[Entries]:
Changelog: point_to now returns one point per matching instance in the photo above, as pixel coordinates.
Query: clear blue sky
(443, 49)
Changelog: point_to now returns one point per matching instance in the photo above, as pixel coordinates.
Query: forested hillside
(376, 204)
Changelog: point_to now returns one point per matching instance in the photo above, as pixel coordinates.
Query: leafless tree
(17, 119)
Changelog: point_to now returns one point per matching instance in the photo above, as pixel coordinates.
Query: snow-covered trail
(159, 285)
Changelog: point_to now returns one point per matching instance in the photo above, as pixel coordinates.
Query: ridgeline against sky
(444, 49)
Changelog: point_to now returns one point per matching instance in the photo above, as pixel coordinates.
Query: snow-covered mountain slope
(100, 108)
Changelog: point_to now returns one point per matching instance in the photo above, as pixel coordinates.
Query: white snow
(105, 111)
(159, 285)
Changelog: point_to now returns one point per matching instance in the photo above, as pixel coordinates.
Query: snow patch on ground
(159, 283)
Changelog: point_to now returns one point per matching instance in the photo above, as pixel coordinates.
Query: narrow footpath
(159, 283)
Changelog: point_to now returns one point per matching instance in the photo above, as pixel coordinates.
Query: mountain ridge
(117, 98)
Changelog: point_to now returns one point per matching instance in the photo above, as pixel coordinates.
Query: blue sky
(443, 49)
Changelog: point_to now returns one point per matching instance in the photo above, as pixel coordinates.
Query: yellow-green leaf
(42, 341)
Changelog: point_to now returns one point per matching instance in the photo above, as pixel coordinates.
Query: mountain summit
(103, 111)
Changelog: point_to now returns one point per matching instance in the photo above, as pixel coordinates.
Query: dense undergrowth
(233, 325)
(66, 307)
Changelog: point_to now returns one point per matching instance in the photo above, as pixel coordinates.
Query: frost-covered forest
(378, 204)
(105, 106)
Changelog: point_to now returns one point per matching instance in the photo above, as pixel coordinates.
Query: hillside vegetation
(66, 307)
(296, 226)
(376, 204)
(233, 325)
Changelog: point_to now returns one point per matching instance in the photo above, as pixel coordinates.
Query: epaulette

[Brief]: Count the lines in the data above that contain the string "snow", treating case as significant. Give only the number.

[Written solution]: 4